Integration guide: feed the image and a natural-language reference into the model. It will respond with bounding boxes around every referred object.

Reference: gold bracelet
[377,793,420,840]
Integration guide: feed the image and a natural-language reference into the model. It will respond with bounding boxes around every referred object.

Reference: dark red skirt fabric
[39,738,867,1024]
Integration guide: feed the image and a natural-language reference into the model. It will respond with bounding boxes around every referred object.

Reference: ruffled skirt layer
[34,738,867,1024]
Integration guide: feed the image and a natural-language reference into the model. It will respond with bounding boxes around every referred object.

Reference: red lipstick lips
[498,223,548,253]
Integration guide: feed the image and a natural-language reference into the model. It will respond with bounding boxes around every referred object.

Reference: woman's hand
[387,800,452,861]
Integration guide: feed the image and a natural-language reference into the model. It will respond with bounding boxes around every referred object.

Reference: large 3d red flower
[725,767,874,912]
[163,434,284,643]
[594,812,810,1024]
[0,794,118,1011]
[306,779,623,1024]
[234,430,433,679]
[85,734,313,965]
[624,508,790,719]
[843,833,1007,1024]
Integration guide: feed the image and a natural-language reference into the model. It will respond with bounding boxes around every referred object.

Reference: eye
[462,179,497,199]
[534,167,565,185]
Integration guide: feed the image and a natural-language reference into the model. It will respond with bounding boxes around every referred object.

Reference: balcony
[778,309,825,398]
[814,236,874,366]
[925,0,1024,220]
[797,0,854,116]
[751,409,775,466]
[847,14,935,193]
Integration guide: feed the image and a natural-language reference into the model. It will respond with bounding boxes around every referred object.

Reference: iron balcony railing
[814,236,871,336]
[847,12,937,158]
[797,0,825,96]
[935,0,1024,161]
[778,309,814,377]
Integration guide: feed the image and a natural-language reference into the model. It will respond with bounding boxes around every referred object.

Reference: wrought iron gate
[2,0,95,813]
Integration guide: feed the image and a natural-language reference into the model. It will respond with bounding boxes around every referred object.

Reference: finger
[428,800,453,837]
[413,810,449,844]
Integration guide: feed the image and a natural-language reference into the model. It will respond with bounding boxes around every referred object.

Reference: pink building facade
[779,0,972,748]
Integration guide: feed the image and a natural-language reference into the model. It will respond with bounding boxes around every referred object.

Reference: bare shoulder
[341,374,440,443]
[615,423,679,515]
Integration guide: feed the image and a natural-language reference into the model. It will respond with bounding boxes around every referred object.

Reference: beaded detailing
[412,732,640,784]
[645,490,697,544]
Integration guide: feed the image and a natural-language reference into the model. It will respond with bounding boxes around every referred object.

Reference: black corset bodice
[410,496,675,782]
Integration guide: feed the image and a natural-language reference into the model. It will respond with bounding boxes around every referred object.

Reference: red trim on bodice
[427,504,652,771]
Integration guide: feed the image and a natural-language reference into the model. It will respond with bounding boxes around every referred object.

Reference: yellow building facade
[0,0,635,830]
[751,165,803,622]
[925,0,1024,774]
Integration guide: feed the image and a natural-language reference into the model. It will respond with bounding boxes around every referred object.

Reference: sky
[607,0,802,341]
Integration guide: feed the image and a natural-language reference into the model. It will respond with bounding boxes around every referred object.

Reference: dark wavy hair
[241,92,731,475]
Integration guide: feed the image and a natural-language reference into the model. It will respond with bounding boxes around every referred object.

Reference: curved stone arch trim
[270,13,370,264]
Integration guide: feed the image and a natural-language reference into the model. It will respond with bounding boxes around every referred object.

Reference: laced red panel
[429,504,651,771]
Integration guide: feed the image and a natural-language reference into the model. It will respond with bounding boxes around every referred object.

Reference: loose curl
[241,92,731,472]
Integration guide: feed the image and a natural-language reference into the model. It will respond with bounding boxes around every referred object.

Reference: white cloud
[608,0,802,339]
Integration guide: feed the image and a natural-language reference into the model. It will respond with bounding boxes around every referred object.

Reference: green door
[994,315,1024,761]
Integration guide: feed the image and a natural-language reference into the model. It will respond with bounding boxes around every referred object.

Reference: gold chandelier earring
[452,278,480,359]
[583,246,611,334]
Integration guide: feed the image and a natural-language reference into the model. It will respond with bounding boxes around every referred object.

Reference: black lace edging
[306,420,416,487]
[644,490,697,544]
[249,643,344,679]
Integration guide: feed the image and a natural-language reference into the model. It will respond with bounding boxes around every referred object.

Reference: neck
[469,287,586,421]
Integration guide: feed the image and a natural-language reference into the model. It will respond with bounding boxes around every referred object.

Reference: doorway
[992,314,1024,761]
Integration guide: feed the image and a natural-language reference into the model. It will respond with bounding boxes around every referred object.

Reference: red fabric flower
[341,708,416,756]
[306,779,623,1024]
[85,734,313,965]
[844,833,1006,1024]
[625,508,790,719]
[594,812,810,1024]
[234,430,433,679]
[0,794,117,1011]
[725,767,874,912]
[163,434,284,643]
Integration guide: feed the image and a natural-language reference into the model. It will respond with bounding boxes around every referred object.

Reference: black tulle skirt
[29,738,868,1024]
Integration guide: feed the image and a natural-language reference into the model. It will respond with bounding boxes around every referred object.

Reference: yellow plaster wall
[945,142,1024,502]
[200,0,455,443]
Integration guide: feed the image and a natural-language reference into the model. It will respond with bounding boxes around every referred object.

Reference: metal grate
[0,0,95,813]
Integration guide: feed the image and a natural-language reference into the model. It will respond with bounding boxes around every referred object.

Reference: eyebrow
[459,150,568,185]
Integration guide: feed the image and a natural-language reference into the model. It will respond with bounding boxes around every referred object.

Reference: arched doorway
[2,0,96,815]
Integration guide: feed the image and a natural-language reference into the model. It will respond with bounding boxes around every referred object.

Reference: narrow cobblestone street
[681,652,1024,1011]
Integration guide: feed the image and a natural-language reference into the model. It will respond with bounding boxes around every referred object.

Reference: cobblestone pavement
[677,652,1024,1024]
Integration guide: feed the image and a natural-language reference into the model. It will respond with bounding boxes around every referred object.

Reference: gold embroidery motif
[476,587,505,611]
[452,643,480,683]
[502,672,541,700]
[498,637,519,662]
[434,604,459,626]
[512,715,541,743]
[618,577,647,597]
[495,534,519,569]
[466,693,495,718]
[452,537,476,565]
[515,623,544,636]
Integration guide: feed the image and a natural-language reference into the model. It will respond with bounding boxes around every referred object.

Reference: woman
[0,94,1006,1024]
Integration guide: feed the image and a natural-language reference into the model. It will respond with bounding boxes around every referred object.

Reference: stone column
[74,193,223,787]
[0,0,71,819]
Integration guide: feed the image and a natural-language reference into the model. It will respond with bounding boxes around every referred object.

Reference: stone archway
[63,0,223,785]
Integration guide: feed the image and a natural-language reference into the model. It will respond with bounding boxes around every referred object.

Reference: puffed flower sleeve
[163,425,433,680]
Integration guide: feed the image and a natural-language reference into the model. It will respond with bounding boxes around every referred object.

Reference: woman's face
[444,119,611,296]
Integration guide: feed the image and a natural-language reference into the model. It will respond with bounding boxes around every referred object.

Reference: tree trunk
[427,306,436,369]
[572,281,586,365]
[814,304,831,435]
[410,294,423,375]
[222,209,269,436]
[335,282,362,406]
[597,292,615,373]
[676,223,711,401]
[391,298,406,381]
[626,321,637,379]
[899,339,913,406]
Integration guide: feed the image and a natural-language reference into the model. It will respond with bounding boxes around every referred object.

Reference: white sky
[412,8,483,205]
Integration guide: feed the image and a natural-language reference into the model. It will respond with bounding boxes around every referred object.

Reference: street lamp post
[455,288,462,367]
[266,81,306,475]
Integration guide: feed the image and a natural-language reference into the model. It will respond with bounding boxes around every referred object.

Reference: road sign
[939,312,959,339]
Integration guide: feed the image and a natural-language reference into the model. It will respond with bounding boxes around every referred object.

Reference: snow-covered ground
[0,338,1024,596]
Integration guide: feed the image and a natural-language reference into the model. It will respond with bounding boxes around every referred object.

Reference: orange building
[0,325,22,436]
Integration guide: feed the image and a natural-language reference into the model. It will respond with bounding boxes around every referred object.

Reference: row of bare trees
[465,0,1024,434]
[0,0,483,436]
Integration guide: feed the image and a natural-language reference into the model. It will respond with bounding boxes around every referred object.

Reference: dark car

● ● ● ● ●

## Exercise prompt
Copy word for word the lines above, from the very first one through the line containing "[377,793,420,840]", with both ends included.

## Finished task
Integration guide: feed the image and a natural-language reference into the model. It will respond with bounding boxes around every referred object.

Reference: gold bracelet
[377,793,420,840]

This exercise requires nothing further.